* Work item *
Without any pictures, output the records exactly as they are.

* Stored data *
====
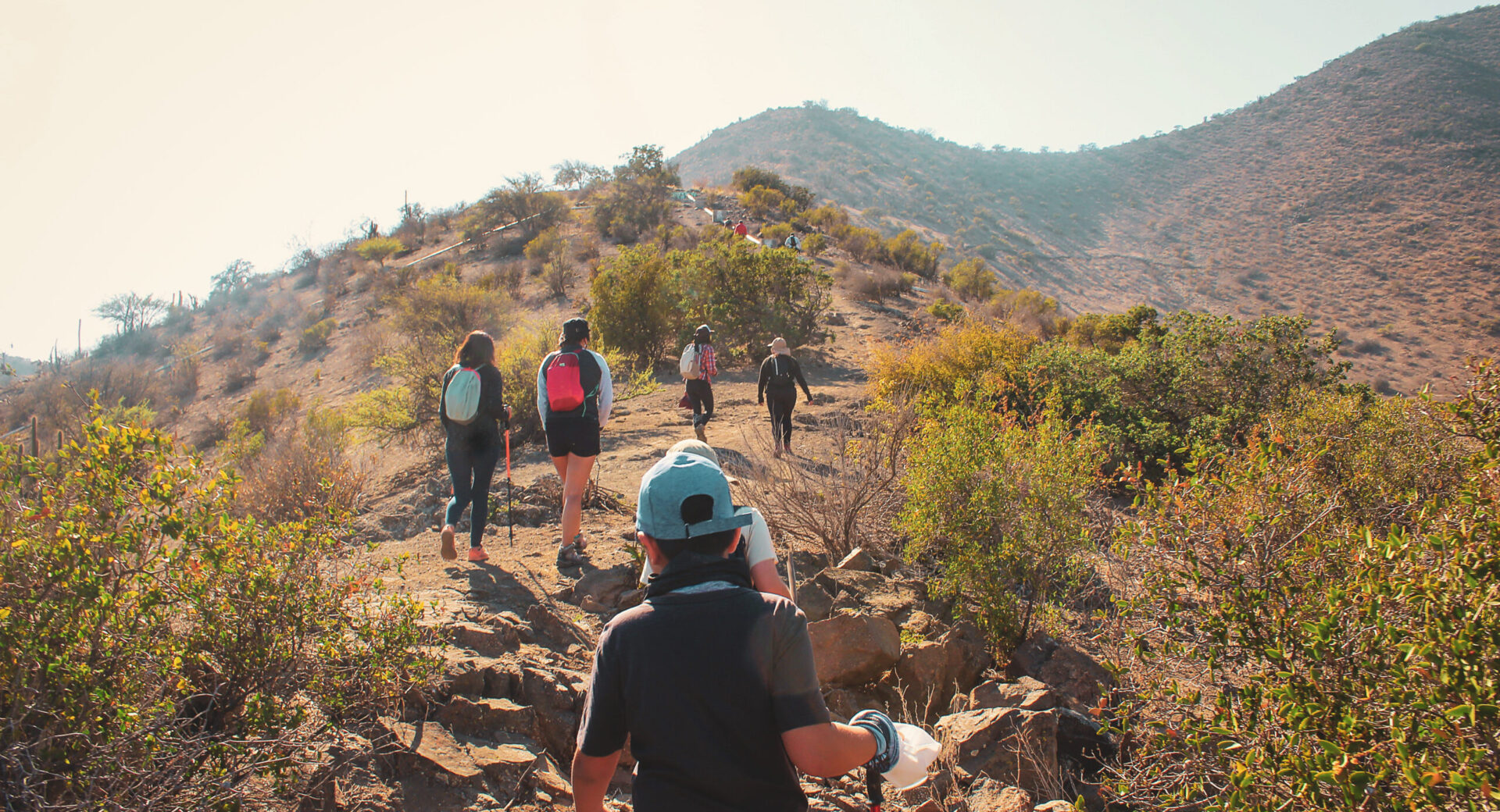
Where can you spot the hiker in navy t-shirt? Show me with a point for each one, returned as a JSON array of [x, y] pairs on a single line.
[[473, 448], [712, 682], [575, 375], [780, 375]]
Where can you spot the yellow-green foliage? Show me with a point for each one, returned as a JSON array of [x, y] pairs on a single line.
[[971, 279], [947, 368], [1349, 667], [155, 646], [380, 249], [1001, 502]]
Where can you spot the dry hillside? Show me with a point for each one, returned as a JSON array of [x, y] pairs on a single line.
[[1359, 195]]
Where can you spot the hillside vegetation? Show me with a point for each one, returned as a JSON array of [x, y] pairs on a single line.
[[1358, 195]]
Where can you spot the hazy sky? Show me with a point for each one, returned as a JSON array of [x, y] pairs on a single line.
[[150, 143]]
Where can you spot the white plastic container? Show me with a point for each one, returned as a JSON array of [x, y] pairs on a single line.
[[919, 751]]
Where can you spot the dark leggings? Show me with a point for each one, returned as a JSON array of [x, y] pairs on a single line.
[[780, 406], [702, 396], [471, 465]]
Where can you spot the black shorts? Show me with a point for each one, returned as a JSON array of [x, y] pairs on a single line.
[[578, 438]]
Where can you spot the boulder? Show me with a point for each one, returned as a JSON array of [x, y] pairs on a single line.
[[1025, 693], [503, 763], [924, 681], [605, 585], [852, 649], [485, 639], [488, 717], [431, 750], [1082, 742], [992, 796], [815, 601], [1010, 745], [859, 561]]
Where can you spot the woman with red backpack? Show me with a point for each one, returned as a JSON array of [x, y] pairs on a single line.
[[473, 409], [573, 399]]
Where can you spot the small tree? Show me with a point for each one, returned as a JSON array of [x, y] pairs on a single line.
[[380, 249], [131, 312]]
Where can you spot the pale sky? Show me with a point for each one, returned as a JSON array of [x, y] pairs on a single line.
[[150, 143]]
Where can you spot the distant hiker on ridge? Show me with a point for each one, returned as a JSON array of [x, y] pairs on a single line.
[[471, 408], [758, 550], [780, 375], [699, 366], [573, 399]]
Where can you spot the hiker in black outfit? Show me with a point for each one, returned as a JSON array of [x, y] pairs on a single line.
[[780, 375], [473, 448]]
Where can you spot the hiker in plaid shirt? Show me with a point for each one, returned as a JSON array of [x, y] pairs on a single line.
[[701, 391]]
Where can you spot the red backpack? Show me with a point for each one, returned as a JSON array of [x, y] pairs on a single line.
[[564, 386]]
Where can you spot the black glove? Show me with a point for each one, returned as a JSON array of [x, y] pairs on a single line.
[[887, 742]]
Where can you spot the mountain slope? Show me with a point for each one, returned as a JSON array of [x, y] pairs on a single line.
[[1361, 195]]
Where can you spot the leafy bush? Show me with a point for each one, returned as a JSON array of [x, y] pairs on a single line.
[[637, 304], [380, 249], [1001, 502], [971, 279], [317, 336], [162, 655], [1346, 665]]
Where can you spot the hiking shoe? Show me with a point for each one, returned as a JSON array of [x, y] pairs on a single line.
[[569, 556], [449, 552]]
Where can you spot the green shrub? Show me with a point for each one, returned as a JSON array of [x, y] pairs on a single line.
[[635, 304], [1001, 502], [164, 655], [317, 336], [971, 279], [1348, 667], [380, 249]]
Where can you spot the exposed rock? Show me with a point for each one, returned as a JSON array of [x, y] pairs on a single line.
[[1010, 745], [852, 649], [924, 681], [484, 639], [1025, 694], [859, 561], [503, 763], [1073, 673], [1082, 742], [431, 750], [815, 601], [487, 717], [992, 796], [968, 654], [605, 585]]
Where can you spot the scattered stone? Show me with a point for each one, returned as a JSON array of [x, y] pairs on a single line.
[[605, 586], [431, 750], [859, 561], [485, 717], [815, 601], [852, 649], [1010, 745], [992, 796], [485, 640]]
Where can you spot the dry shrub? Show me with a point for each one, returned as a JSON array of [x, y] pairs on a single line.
[[845, 502]]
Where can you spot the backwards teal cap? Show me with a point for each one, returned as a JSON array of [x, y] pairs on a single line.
[[670, 483]]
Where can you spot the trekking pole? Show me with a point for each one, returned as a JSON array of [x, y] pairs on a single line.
[[872, 787], [510, 516]]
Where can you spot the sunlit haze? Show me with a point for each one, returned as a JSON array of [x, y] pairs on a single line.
[[149, 144]]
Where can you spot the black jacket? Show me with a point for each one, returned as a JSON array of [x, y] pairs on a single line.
[[491, 406], [785, 366]]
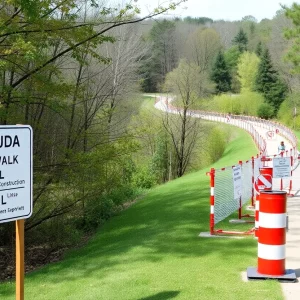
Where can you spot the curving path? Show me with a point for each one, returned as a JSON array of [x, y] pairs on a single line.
[[291, 291]]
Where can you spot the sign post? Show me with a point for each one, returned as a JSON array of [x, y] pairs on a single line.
[[16, 188], [20, 259], [281, 167]]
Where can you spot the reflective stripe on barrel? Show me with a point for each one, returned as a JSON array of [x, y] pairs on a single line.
[[272, 232]]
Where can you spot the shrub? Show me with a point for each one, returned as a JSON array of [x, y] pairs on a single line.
[[265, 111]]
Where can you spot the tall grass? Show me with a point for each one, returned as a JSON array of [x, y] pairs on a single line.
[[152, 251]]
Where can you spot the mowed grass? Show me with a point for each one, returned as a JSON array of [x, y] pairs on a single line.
[[152, 251]]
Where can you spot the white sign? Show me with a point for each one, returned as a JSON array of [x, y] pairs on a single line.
[[262, 182], [270, 135], [15, 172], [281, 167], [237, 181]]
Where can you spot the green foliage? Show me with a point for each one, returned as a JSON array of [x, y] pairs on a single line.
[[221, 75], [265, 111], [259, 49], [269, 83], [232, 56], [99, 210], [241, 40], [160, 57], [247, 69], [288, 113], [198, 20], [216, 144], [151, 250], [246, 103], [293, 34], [144, 177]]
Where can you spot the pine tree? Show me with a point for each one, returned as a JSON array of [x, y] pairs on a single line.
[[221, 74], [241, 40], [269, 83], [259, 49]]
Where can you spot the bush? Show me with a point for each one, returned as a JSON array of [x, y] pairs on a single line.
[[265, 111], [144, 178], [216, 144]]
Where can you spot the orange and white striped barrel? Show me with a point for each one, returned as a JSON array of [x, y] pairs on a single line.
[[264, 182], [272, 232]]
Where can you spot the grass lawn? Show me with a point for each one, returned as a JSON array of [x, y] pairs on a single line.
[[152, 251]]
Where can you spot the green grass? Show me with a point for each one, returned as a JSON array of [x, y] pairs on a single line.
[[297, 134], [152, 251]]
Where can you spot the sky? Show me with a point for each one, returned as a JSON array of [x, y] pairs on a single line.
[[229, 10]]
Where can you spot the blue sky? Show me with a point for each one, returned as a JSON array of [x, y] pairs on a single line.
[[222, 9]]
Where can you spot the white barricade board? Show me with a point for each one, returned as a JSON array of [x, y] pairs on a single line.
[[281, 167], [237, 181], [15, 172]]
====
* Answer space *
Where can you spot the hiker in navy t-shirt? Show me with a point for each one, returned as a JSON array of [x, y] pairs on a single line.
[[473, 448], [712, 682], [575, 375], [780, 375]]
Where can you spot the yellow-green foliage? Show me with a point for each one, returned as a JSON array of [x, y] pairs on a single line.
[[971, 279], [947, 368], [1349, 667], [155, 646], [380, 249], [1001, 502]]
Where can you spot the dry hillside? Show me with a point for each one, returned as a JSON array of [x, y] pairs on a single line.
[[1359, 195]]
Where can you spot the hillside vegetation? Show me with a point for each one, returned as a JSON array of [x, y] pairs on a single line.
[[1358, 195]]
Where can you spot the hazy sky? Show me with a point for each one, returned as a JSON array of [x, y] pairs on a single line.
[[150, 143]]
Where can you spot the white plastic container? Show me with a point for each one, returned as a JSON array of [x, y] pairs on a single line.
[[919, 751]]
Where can you spot the dark leggings? Show me with a point for each one, returned as a JSON array of [x, y] pairs on a single line.
[[780, 406], [702, 396], [471, 465]]
Where can you spot the black shorts? Show me with a point for each one, returned as a JSON array of [x, y] pairs on a single line.
[[578, 438]]
Where can you spot the boulder? Show me with a point for each one, returned as a JSON array of [x, y] pairs on a single line.
[[1025, 693], [503, 763], [924, 681], [605, 585], [852, 649], [485, 639], [488, 717], [431, 750], [1082, 742], [992, 796], [815, 601], [1010, 745], [859, 561]]
Where can you spot the woman with red backpack? Show me with a point for each one, returned as a JSON array of [x, y] pairs on a single line.
[[473, 409], [573, 399]]
Where can you spot the small tree? Show me with a point for each one, returned as a JSON array of [x, y] pairs on a single line.
[[380, 249], [131, 312]]
Where can you spot the pale sky? Show me with a point for each one, returned as a JSON array of [x, y] pairs on a single line.
[[150, 143]]
Where can you spot the distant hiker on ridge? Show me with a point for each one, returned as a JSON array of [x, y] pairs on a single line.
[[471, 408], [758, 550], [780, 375], [699, 366], [573, 399]]
Where can you spot the hiker in black outfit? Show me with a point for each one, returned as a JSON array of [x, y] pairs on a single line.
[[780, 375], [473, 448]]
Where can you spot the hiker in plaid shirt? Show me with a point for each one, returned as a JSON array of [x, y] pairs on a single line.
[[701, 391]]
Where can you spot the red backpack? Show me with a point for each one, returned as a JSON array of [x, y] pairs on a single line.
[[564, 386]]
Where can you spot the black glove? Show me with a point for each one, returned as a JSON array of [x, y] pairs on a single line.
[[887, 742]]
Where can you spot the mountain slope? Show me with a point for each one, returned as a JSON array of [x, y] pairs on a single line.
[[1361, 195]]
Where can you spot the leafy bush? Show me with a point for each one, returned as a JSON array of [x, y] pairs on a single line.
[[637, 304], [380, 249], [1001, 502], [971, 279], [317, 336], [162, 655], [1346, 665]]
Where can you spot the hiking shoe? Show me with a point for each one, returned as a JSON array of [x, y] pairs on a single line.
[[569, 556], [449, 552]]
Where can you spot the green shrub? Show me with a point for each one, returned as a JSON array of [x, y] pairs on a single line.
[[635, 304], [1001, 502], [164, 655], [317, 336], [971, 279], [1348, 667], [380, 249]]
Where can you spot the exposed rock? Show me with a point for each one, returned as a JSON array of [x, y] pairs on a single line.
[[1010, 745], [852, 649], [924, 681], [484, 639], [1025, 694], [859, 561], [503, 763], [1073, 673], [1082, 742], [431, 750], [815, 601], [487, 717], [992, 796], [968, 654], [605, 585]]
Where can you spot the scattered stone? Show me with a point for each one, returned as a JSON array of [x, y] pairs on a single line.
[[605, 586], [431, 750], [859, 561], [485, 717], [815, 601], [852, 649], [1010, 745], [992, 796], [485, 640]]
Where can you spot the dry shrub? Show me with a point for each one, returned as a JSON array of [x, y] pairs on a single line.
[[845, 502]]
Where can you spot the backwards teal cap? Show me with a point for each one, returned as a JSON array of [x, y] pairs on a single line.
[[670, 483]]
Where can you spot the trekking pole? Show me with a point for each one, returned as a JSON array of [x, y] pairs on a single line.
[[872, 787], [510, 516]]
Where can you spot the sunlit haze? Show me with a point for each one, returned as a JSON array of [x, y] pairs on a single line.
[[149, 144]]
Where can you spot the black jacket? Show me with a point for each one, returned as a JSON array of [x, y] pairs on a single line.
[[491, 406], [785, 366]]
Where can you spot the curving path? Show me with a point for each one, returned as a JSON array of [x, y] pairs on a single line.
[[291, 291]]
Where can you spot the sign post? Show me with a point for each one, returned as a JSON array of [x, y] pairs on a single line.
[[16, 188], [20, 259], [281, 167]]
Where can you spot the reflective stripe on barrel? Show me with a point for each one, returned as a JSON array of [x, y] pairs on a single line.
[[272, 232]]
Where can you spot the shrub? Show me with a point for each one, returned as a JSON array of [x, y] pairs on a single line.
[[265, 111]]
Where can you spot the tall grass? Show me with a point for each one, returned as a JSON array of [x, y] pairs on a single line.
[[152, 251]]
Where can you spot the mowed grass? Show me with a point for each one, returned as a JSON array of [x, y] pairs on a single line.
[[152, 251]]
Where can you spot the white sign? Show me with a point for each one, returned as a JSON array of [x, y] pairs on a single line.
[[262, 182], [270, 135], [15, 172], [281, 167], [237, 181]]
Where can you spot the green foliage? Show me with a point for each one, returned as a JSON array of [x, y] pairs on a single line.
[[221, 75], [265, 111], [259, 49], [269, 83], [232, 56], [99, 210], [241, 40], [160, 57], [247, 69], [288, 113], [198, 20], [216, 144], [151, 250], [246, 103], [293, 34], [144, 177]]
Where can you spot the pine tree? Show me with a point for each one, returned as a JSON array of [x, y] pairs on a single line.
[[221, 74], [241, 40], [269, 83], [259, 49]]
Where can you spot the bush? Show me with a point for each one, returned as a JSON array of [x, y] pairs on a single line.
[[265, 111], [144, 178], [216, 144]]
Where can you spot the orange and white striped barrel? Show me with a point for each one, returned as a JSON array of [x, y] pairs on a single line.
[[264, 182], [272, 232]]
Where can you spot the grass lawn? Show me with a point for each one, returned as a JSON array of [x, y] pairs on a single line.
[[152, 251]]
Where can you spot the green grass? Show me with a point for each one, returned as a JSON array of [x, y] pairs on a single line.
[[297, 134], [152, 251]]
Where can you spot the sky? Show me with a point for each one, returned as a JSON array of [x, y] pairs on a single line.
[[229, 10]]
Where can you spot the blue sky? Show me with a point for each one, returned as a JSON array of [x, y] pairs on a single line.
[[222, 9]]
Where can you spot the white barricade board? Show me with a point for each one, returned as a JSON array of [x, y] pairs on a single line.
[[281, 167], [237, 181], [15, 172]]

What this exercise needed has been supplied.